## Begin Supplied passage
Re: scanner question in regards to columns loaded

Posted by Christopher <ct...@apache.org>.
It's not quite clear what you mean by "load", but I think you mean
"iterate over"?

A simplified explanation is this:

When you scan an Accumulo table, you are streaming each entry
(Key/Value pair), one at a time, through your client code. They are
only held in memory if you do that yourself in your client code. A row
in Accumulo is the set of entries that share a particular value of the
Row portion of the Key. They are logically grouped, but are not
grouped in memory unless you do that.

One additional note is regarding your index schema of a row being a
search term and columns being documents. You will likely have issues
with this strategy, as the number of documents for high frequency
terms grows, because tablets do not split in the middle of a row. With
your schema, a row could get too large to manage on a single tablet
server. A slight variation, like concatenating the search term with a
document identifier in the row (term=doc1, term=doc2, ....) would
allow the high frequency terms to split into multiple tablets if they
get too large. There are better strategies, but that's just one simple
option.
## End Supplied passage
## Begin Data excerpts
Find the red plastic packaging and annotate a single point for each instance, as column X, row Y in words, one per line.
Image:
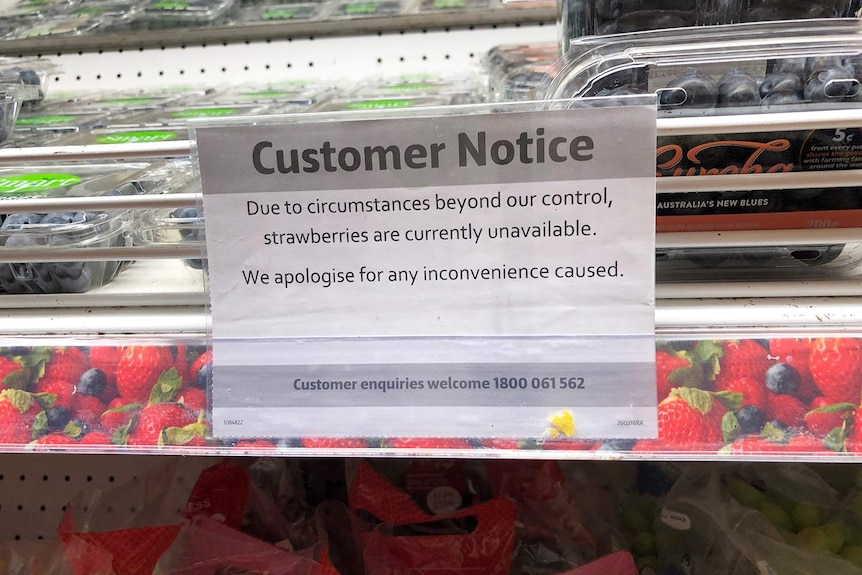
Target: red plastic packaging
column 477, row 540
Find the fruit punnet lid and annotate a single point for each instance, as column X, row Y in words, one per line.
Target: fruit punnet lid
column 131, row 101
column 187, row 10
column 87, row 180
column 388, row 103
column 179, row 116
column 418, row 85
column 300, row 93
column 640, row 62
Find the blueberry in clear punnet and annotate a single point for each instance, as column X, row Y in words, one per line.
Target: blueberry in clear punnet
column 16, row 221
column 819, row 255
column 707, row 259
column 777, row 101
column 829, row 86
column 647, row 20
column 718, row 11
column 204, row 376
column 782, row 378
column 738, row 88
column 820, row 63
column 692, row 89
column 63, row 218
column 795, row 66
column 29, row 77
column 780, row 83
column 618, row 445
column 92, row 382
column 58, row 416
column 750, row 419
column 81, row 282
column 768, row 10
column 620, row 94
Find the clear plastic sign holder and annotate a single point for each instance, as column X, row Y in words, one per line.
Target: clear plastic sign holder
column 482, row 271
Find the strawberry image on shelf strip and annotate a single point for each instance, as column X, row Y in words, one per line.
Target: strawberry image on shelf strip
column 740, row 397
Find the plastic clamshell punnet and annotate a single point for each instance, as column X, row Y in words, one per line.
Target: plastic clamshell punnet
column 47, row 233
column 181, row 226
column 168, row 13
column 580, row 18
column 12, row 98
column 732, row 69
column 29, row 72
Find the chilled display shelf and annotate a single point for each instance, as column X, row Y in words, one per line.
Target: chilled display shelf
column 745, row 392
column 182, row 314
column 258, row 31
column 665, row 127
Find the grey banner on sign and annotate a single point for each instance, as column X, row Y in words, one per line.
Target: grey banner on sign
column 413, row 152
column 543, row 384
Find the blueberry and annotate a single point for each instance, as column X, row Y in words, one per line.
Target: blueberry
column 795, row 66
column 29, row 77
column 777, row 100
column 8, row 280
column 781, row 83
column 738, row 88
column 16, row 221
column 692, row 89
column 58, row 417
column 37, row 277
column 62, row 218
column 779, row 425
column 190, row 231
column 719, row 11
column 92, row 382
column 649, row 20
column 80, row 284
column 817, row 64
column 783, row 378
column 830, row 85
column 607, row 9
column 204, row 376
column 817, row 255
column 786, row 10
column 751, row 420
column 620, row 94
column 707, row 259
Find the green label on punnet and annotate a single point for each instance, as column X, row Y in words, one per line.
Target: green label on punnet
column 204, row 113
column 379, row 104
column 46, row 120
column 35, row 184
column 266, row 94
column 408, row 87
column 281, row 14
column 171, row 5
column 449, row 3
column 361, row 8
column 128, row 101
column 137, row 137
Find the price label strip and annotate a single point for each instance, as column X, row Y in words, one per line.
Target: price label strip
column 464, row 272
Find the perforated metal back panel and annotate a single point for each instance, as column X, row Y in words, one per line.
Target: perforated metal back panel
column 34, row 488
column 330, row 58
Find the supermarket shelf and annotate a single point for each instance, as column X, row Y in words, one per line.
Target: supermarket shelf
column 664, row 127
column 675, row 240
column 169, row 37
column 158, row 309
column 771, row 122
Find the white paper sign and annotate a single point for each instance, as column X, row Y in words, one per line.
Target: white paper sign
## End Data excerpts
Written problem 1
Transcribe the part of the mailing list post that opens with the words "When you scan" and closes with "you do that.".
Written problem 2
Rewrite the entries from the start through the line containing "column 29, row 72", changing "punnet" to "basket" and leaving everything else unchanged. Give only those lines, and leave the pictures out.
The mailing list post and the entries come from different sources.

Task output 1
When you scan an Accumulo table, you are streaming each entry
(Key/Value pair), one at a time, through your client code. They are
only held in memory if you do that yourself in your client code. A row
in Accumulo is the set of entries that share a particular value of the
Row portion of the Key. They are logically grouped, but are not
grouped in memory unless you do that.

Task output 2
Find the red plastic packaging and annotate a single point for each instance, as column X, row Y in words, one per line.
Image:
Target: red plastic packaging
column 477, row 540
Find the fruit basket lid and annotate a single point for each instance, as column X, row Y in words, one per line.
Target: fruit basket lid
column 131, row 101
column 187, row 10
column 87, row 180
column 388, row 103
column 179, row 116
column 418, row 85
column 300, row 93
column 640, row 62
Find the blueberry in clear basket and annotate a single point for each instance, as column X, row Y in words, one per line.
Target: blueberry in clear basket
column 16, row 221
column 819, row 255
column 707, row 259
column 777, row 101
column 829, row 86
column 647, row 20
column 718, row 11
column 204, row 376
column 782, row 378
column 738, row 88
column 820, row 63
column 692, row 89
column 63, row 218
column 795, row 66
column 29, row 77
column 780, row 83
column 618, row 445
column 92, row 382
column 58, row 416
column 750, row 419
column 81, row 282
column 768, row 10
column 620, row 94
Find the clear plastic sign holder and annotate a single point for each instance, as column X, row Y in words, one per line.
Target: clear plastic sign holder
column 482, row 271
Find the strawberry image on shelf strip and annotate a single point for each instance, as column X, row Y in words, one per line.
Target: strawberry image on shelf strip
column 740, row 397
Find the plastic clamshell basket and annotate a single point for each instance, as column X, row Y in words, one per line.
Target: plastic clamshell basket
column 47, row 233
column 181, row 226
column 168, row 13
column 580, row 18
column 12, row 98
column 732, row 69
column 29, row 72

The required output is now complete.